ENTRIES SHOWN:

********

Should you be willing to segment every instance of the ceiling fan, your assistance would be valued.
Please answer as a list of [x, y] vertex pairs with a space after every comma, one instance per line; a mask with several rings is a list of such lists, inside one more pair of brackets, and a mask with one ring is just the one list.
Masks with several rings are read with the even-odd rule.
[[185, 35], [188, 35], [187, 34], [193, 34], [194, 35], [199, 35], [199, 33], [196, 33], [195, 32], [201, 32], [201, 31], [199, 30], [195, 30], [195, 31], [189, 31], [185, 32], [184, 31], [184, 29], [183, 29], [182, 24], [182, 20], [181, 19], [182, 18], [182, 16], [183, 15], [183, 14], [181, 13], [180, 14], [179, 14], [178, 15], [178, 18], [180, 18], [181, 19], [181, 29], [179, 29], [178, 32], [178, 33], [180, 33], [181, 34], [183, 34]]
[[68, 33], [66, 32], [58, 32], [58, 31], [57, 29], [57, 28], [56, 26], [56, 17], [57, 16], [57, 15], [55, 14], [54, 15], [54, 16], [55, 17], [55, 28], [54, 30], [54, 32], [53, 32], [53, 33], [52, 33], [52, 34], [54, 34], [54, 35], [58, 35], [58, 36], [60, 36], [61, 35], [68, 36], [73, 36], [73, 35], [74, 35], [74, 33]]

********

WHAT THE TASK REQUIRES:
Please quote all of the material above word for word, keeping every line as it appears.

SOLUTION FOR THIS PROBLEM:
Should you be willing to segment every instance of the ceiling fan, your assistance would be valued.
Please answer as a list of [x, y] vertex pairs with a space after every comma, one instance per line; a mask with several rings is a list of such lists, inside one more pair of brackets, and a mask with one ring is just the one list.
Masks with several rings are read with the even-odd rule.
[[185, 35], [188, 35], [187, 34], [193, 34], [194, 35], [199, 35], [199, 33], [196, 33], [195, 32], [201, 32], [201, 31], [199, 30], [195, 30], [195, 31], [189, 31], [185, 32], [184, 31], [184, 29], [183, 29], [182, 24], [182, 20], [181, 19], [182, 18], [182, 16], [183, 15], [183, 14], [181, 13], [180, 14], [179, 14], [178, 15], [178, 18], [180, 18], [181, 19], [181, 29], [179, 29], [178, 32], [178, 33], [180, 33], [181, 34], [183, 34]]
[[68, 33], [66, 32], [58, 32], [58, 31], [57, 29], [57, 28], [56, 26], [56, 17], [57, 16], [57, 15], [55, 14], [54, 15], [54, 16], [55, 17], [55, 28], [54, 30], [54, 32], [53, 32], [53, 33], [52, 33], [52, 34], [54, 34], [54, 35], [58, 35], [58, 36], [60, 36], [61, 35], [68, 36], [73, 36], [73, 35], [74, 35], [74, 33]]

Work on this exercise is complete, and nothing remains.